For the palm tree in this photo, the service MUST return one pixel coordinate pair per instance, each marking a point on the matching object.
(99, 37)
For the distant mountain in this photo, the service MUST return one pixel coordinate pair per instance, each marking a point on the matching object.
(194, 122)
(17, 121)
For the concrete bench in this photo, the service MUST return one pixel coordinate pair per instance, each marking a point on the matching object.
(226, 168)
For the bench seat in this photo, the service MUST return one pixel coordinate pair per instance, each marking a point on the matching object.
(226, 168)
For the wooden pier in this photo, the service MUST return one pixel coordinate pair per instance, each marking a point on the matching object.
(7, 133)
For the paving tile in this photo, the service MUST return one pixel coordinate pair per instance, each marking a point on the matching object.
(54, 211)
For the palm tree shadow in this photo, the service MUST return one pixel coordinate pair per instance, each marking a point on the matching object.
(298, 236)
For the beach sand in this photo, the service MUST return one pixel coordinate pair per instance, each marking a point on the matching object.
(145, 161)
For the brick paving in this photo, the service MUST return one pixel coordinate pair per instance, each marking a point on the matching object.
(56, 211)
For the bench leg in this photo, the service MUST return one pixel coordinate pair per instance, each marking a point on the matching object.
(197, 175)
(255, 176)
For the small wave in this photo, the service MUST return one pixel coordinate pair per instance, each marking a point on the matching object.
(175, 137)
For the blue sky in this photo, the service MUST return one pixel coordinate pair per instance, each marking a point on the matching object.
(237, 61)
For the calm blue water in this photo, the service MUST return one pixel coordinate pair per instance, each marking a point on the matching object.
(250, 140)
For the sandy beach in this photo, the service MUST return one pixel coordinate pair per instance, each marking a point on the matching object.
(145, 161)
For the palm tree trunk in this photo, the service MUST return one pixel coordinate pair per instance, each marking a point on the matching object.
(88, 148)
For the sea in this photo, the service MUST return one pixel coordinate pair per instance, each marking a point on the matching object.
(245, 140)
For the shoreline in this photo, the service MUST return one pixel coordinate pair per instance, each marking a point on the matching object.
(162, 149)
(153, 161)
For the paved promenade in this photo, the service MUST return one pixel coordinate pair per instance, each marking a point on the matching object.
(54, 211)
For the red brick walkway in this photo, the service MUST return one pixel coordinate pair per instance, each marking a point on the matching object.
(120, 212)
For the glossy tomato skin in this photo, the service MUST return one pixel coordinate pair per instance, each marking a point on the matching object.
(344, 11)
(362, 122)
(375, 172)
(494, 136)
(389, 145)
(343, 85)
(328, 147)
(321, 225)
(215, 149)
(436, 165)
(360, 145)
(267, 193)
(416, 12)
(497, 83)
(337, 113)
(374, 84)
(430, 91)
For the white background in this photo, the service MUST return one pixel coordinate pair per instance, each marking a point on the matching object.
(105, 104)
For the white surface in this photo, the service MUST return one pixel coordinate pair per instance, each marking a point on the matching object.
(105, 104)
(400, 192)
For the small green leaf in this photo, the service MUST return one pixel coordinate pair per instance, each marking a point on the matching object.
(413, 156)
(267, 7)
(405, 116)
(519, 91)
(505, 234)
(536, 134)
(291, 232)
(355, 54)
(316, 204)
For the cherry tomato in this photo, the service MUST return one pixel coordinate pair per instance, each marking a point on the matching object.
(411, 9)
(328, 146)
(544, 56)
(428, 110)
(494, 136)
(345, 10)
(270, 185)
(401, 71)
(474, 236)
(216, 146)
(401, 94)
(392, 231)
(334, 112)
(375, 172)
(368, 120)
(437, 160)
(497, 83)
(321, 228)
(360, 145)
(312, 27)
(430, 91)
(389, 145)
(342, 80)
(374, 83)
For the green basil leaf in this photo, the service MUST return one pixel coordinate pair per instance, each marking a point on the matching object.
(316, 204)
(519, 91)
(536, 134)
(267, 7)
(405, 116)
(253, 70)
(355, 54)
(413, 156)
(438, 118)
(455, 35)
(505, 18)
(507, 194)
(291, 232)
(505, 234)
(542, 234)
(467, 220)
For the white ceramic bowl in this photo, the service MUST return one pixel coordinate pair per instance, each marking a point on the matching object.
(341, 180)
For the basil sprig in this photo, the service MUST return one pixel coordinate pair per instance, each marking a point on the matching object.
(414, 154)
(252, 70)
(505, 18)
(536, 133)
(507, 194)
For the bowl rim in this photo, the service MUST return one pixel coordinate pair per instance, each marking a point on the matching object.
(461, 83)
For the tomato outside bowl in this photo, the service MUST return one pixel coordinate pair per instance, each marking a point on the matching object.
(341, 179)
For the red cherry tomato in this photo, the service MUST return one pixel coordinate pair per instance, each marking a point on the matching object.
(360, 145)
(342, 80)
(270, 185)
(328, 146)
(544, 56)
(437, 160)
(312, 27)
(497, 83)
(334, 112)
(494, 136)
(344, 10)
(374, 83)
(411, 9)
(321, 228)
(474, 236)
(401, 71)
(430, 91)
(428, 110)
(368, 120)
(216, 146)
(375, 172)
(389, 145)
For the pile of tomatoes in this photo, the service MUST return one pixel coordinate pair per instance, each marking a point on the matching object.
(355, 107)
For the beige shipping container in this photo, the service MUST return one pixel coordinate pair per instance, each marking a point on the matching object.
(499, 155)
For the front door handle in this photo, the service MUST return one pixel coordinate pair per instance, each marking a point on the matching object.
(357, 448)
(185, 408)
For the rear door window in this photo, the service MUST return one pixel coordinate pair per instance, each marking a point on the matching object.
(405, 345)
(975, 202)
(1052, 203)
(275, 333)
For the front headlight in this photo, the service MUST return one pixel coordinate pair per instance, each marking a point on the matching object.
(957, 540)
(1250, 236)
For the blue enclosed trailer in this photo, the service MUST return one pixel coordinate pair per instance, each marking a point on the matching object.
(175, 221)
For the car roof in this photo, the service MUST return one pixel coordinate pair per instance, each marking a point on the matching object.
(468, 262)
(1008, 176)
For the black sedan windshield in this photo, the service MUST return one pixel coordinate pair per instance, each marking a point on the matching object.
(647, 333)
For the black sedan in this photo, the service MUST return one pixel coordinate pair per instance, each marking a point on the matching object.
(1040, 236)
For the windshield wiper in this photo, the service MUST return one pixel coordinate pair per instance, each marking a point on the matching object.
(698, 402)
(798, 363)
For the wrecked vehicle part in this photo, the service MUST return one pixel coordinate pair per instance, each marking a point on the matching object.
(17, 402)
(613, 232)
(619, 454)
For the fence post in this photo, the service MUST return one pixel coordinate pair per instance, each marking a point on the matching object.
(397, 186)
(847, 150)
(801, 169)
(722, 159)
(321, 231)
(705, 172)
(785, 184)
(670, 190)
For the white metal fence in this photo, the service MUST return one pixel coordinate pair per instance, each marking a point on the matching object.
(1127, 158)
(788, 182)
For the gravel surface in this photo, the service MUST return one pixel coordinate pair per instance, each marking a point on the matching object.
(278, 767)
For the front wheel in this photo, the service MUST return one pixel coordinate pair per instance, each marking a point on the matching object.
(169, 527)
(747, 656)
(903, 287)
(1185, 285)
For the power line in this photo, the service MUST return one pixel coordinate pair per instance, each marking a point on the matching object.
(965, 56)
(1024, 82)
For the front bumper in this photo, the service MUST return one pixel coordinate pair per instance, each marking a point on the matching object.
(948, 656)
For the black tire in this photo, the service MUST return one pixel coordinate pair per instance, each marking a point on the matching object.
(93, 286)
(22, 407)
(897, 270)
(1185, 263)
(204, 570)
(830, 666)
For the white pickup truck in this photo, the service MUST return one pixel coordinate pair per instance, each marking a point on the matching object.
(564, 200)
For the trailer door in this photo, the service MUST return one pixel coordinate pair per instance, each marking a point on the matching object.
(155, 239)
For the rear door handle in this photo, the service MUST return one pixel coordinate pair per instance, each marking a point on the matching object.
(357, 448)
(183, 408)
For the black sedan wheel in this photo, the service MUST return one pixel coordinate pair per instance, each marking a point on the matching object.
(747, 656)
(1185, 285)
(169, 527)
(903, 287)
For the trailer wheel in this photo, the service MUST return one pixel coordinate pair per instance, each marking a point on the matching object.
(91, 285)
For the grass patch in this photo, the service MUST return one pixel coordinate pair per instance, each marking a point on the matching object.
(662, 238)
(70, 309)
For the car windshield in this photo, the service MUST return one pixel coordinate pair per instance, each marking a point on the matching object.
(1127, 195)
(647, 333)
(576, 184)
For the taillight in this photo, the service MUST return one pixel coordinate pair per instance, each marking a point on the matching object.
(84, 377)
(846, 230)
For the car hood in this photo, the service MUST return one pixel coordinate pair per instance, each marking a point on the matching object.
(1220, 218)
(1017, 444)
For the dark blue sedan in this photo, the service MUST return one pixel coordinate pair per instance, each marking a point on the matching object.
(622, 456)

▶ _GIVEN EXERCISE_:
Each line from the one containing "For the white pickup" to the final line of the entries above must be returned exactly, and no other line may appear.

▶ _OUTPUT BELOW_:
For the white pickup truck in this photo, the service MUST return one pixel coordinate pair per instance, each marking a point on the matching object.
(564, 200)
For the trailer door in this photo, the service MUST return one pixel coordinate pair per instance, each marking a point on the matching object.
(155, 239)
For the rear door handle in this photo, the service MUST return one pixel coordinate pair per instance, each marking a point on the matching object.
(357, 448)
(183, 408)
For the black sedan wheel in this photo, the service MUST return one pixel coordinate pair per instance, each marking a point on the matching object.
(747, 656)
(1185, 285)
(169, 527)
(903, 287)
For the trailer wheel in this photo, the service MUST return one pixel coordinate pair per instance, each marking a point on the matching object.
(91, 285)
For the grass patch in this photo, the service MUST return one pixel coordinate pair per instance, each marking a point on the matching object.
(662, 238)
(70, 309)
For the car windshield in this photo, the service MUST return one pixel coordinate pair per instance, each marking a point on the matching object.
(1127, 195)
(647, 333)
(576, 184)
For the taillight in this photo, the service MUST return one pixel coordinate pair per instance, each marking a point on the matching object.
(84, 377)
(846, 230)
For the car hood in this photo, the service MUST return one pixel coordinate pair per instance, each marking a point on the matching object.
(1220, 218)
(1017, 444)
For the dark blue sedan in this photo, the service MUST return one pixel coordinate pair per instance, each marking a point on the matching object.
(622, 456)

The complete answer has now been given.